### Paginatekst:
----
Windesheim/NCOJ, Zwolle/Amsterdam.

Vislie, L. (2003). From integration to inclusion: focusing global trends and changes in the western European societies. European Journal of Special Needs Education, 18 (1), 17- 35.

Walther-Thomas, C. S. & Bryant, M. (1996). Planning for effective co-teaching. Remedial and Special Education, 17, 255–266.

Waslander, S. (2011). Passend onderwijs-Passend beleid? Drie visies op beleidsvorming rondom Passend onderwijs, 73-98. Den Haag: ECPO.

Bijlagen

Bijlage 1: Toestemmingsverklaring

Toestemmingsverklaring deelname onderzoek ‘Onderwijsprofessionals aan het woord’.

Een onderzoek over de uitvoering van de Wet passend onderwijs binnen het regulier basisonderwijs in Amsterdam.

Introductie

In het kader van mijn scriptie voor de master Onderwijskunde (UvA) voer ik onderzoek uit naar inclusief onderwijs in het reguliere basisonderwijs in Amsterdam. Vanuit het perspectief van

leerkrachten wil ik de stand van zaken onderzoeken op reguliere basisscholen sinds de invoering van de Wet passend onderwijs.
----
### Invoergegevens:
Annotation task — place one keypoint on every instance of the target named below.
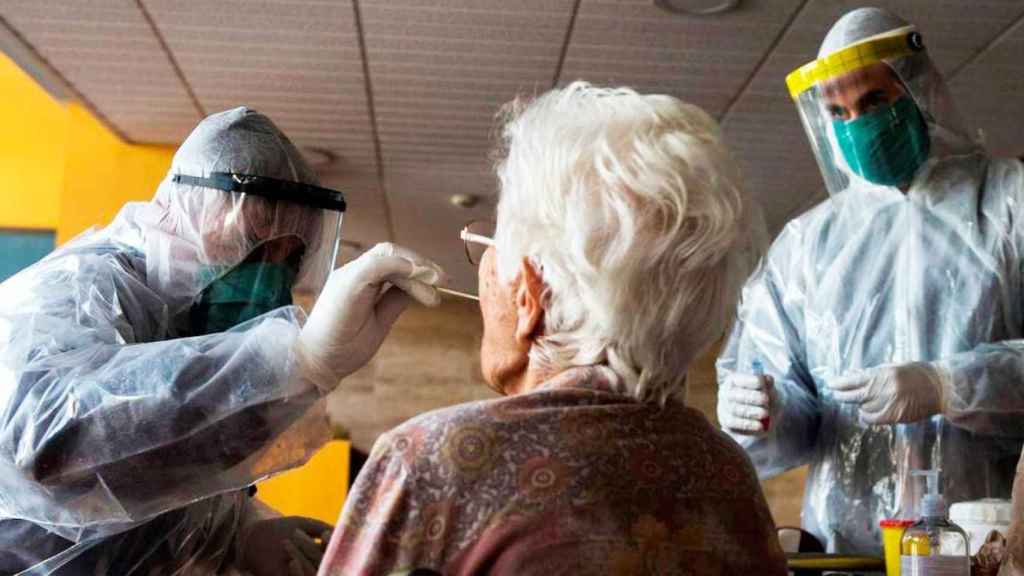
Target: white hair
(633, 211)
----
### Activiteit:
Haal alsjeblieft uit de paginatekst het stuk dat begint met "Bijlage 1: Toestemmingsverklaring" en doorloopt tot en met "Wet passend onderwijs.". Neem het woord voor woord over.

### Antwoord opdracht:
Bijlage 1: Toestemmingsverklaring

Toestemmingsverklaring deelname onderzoek ‘Onderwijsprofessionals aan het woord’.

Een onderzoek over de uitvoering van de Wet passend onderwijs binnen het regulier basisonderwijs in Amsterdam.

Introductie

In het kader van mijn scriptie voor de master Onderwijskunde (UvA) voer ik onderzoek uit naar inclusief onderwijs in het reguliere basisonderwijs in Amsterdam. Vanuit het perspectief van

leerkrachten wil ik de stand van zaken onderzoeken op reguliere basisscholen sinds de invoering van de Wet passend onderwijs.